● TASK REQUIREMENTS: Extract every line of the entries that contains the word "panel", and copy each one as it appears.

● DATA TO PROCESS:
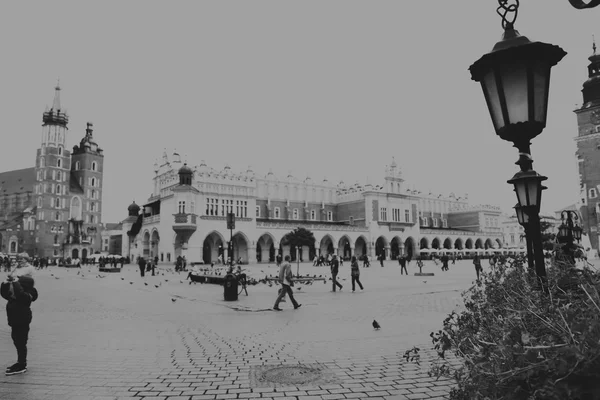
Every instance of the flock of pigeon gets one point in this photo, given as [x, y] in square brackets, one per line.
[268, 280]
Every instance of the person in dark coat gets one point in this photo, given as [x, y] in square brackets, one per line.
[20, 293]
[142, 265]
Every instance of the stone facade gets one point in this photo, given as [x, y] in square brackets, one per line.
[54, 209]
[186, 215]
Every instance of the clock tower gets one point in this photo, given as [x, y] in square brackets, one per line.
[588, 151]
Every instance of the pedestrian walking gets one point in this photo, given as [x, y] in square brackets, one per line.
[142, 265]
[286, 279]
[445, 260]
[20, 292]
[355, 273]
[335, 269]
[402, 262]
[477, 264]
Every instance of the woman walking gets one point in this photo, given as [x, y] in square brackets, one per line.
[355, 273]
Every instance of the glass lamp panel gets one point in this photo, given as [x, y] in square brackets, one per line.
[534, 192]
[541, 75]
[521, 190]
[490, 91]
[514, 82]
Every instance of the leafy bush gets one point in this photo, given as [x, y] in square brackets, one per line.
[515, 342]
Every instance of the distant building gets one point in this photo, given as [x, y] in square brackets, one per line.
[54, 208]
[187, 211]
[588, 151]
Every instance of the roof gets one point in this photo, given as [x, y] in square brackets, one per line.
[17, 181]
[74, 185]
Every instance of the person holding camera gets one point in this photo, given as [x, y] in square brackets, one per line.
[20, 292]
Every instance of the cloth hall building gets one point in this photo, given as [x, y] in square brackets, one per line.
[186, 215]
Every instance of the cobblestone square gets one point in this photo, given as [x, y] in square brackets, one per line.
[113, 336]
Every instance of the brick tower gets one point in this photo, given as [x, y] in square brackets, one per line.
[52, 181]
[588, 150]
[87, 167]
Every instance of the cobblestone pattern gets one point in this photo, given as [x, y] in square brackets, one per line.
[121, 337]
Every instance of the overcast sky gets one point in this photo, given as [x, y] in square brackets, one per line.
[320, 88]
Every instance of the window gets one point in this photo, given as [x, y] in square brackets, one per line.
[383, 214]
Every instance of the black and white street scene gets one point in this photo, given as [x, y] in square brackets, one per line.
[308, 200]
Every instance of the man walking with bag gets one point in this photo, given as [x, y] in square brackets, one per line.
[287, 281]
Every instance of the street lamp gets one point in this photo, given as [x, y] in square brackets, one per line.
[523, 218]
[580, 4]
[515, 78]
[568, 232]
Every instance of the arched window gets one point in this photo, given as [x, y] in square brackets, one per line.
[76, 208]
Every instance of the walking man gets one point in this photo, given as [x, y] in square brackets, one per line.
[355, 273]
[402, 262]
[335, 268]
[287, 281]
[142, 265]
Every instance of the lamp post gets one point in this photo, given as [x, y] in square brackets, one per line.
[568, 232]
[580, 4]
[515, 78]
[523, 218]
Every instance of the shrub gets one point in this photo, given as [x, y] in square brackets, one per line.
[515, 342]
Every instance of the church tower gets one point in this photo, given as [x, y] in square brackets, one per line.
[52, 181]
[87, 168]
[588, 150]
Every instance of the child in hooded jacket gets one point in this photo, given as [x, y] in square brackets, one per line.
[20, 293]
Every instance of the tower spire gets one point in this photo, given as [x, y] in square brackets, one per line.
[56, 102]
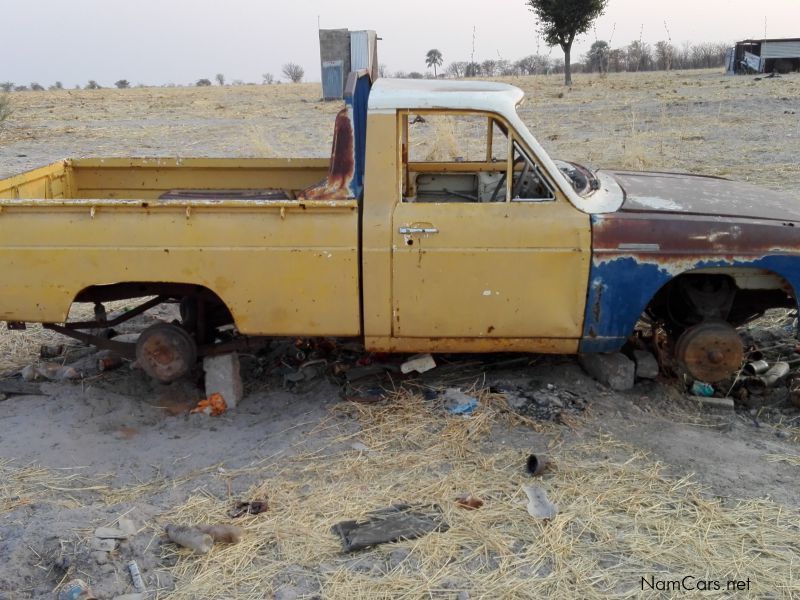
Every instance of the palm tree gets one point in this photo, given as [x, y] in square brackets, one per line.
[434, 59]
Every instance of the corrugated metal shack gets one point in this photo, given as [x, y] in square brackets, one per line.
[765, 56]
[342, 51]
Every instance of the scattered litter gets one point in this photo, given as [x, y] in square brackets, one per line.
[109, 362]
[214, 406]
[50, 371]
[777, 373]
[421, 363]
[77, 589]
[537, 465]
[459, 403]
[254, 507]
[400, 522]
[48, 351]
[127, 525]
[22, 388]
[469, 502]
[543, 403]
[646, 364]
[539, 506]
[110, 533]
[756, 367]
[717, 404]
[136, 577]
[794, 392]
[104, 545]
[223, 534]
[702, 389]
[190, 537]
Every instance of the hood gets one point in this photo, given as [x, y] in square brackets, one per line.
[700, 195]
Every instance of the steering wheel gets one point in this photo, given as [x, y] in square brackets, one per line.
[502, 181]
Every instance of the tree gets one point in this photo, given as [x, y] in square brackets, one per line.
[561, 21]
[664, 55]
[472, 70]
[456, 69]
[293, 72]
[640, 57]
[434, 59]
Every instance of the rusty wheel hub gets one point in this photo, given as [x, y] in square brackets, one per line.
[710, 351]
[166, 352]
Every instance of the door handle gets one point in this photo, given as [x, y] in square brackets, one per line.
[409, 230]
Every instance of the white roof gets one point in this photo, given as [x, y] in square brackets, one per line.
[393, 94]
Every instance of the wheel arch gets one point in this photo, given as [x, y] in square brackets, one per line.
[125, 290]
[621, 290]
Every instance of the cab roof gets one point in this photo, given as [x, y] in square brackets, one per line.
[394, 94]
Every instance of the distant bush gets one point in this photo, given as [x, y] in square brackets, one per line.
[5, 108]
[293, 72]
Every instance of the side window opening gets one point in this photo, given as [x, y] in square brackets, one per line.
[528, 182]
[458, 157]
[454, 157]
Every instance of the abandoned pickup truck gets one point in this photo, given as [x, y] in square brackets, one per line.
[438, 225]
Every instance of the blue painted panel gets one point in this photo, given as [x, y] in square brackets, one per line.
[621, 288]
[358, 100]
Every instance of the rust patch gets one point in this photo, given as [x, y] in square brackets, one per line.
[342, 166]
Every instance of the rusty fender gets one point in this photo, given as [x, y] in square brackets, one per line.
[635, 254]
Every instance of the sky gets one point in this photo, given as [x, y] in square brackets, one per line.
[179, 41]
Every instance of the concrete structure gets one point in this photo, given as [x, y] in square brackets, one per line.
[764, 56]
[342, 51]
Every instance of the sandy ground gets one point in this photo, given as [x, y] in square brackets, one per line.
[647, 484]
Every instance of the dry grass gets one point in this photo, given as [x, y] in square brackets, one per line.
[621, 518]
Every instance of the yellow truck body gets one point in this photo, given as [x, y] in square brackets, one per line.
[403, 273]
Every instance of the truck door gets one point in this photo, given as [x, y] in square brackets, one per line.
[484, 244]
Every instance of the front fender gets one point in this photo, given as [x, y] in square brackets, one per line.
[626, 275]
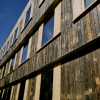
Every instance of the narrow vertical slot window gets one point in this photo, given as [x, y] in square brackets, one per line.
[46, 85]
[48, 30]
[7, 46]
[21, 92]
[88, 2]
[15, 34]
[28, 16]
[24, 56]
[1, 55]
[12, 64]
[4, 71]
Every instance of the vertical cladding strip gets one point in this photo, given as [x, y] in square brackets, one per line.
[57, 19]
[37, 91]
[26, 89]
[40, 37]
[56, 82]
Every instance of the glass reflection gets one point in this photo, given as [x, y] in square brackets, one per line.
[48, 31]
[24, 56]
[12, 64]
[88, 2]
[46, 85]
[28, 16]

---

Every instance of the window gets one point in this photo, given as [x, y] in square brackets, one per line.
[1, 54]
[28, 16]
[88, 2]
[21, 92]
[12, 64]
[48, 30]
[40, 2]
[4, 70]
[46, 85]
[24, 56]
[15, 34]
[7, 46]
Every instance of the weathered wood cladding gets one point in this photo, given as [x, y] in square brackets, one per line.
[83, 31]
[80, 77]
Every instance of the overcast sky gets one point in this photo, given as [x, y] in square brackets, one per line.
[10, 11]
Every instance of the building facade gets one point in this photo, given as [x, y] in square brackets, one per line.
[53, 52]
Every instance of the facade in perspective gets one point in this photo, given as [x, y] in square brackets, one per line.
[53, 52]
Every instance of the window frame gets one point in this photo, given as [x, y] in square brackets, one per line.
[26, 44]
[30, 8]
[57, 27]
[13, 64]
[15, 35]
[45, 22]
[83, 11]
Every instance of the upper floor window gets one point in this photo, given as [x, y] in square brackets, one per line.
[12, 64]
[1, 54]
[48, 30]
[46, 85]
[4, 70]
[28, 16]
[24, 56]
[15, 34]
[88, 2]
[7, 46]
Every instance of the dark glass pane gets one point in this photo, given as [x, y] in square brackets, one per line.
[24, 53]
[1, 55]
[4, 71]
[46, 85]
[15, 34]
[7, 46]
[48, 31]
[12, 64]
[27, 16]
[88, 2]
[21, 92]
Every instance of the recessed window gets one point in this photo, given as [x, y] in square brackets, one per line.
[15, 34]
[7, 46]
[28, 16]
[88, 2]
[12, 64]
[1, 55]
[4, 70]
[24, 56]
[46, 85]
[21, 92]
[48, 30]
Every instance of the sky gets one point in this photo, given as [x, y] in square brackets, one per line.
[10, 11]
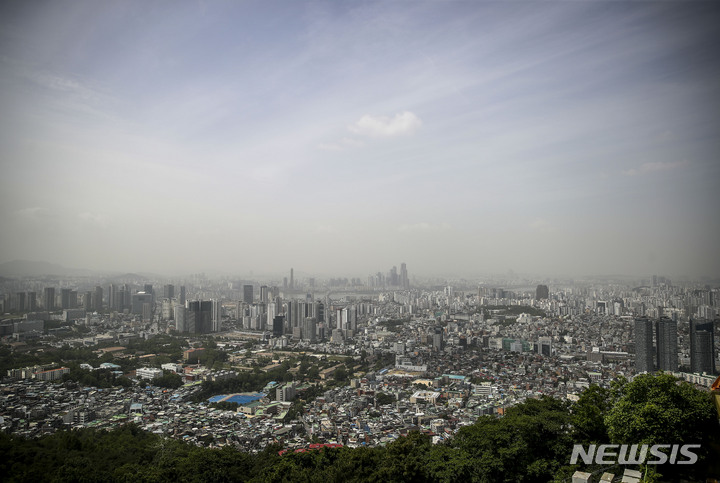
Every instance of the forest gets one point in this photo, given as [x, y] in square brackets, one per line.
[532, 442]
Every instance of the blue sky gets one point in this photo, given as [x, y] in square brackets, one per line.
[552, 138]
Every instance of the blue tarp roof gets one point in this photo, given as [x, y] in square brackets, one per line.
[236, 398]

● TASK RESPONSE:
Every instance of the glass lamp panel gets one point in this photo, given as [x, y] in square brackets, one per line.
Every instance of the blue painted panel gets one point in this photo, given as [x, y] in square brackets, one per line.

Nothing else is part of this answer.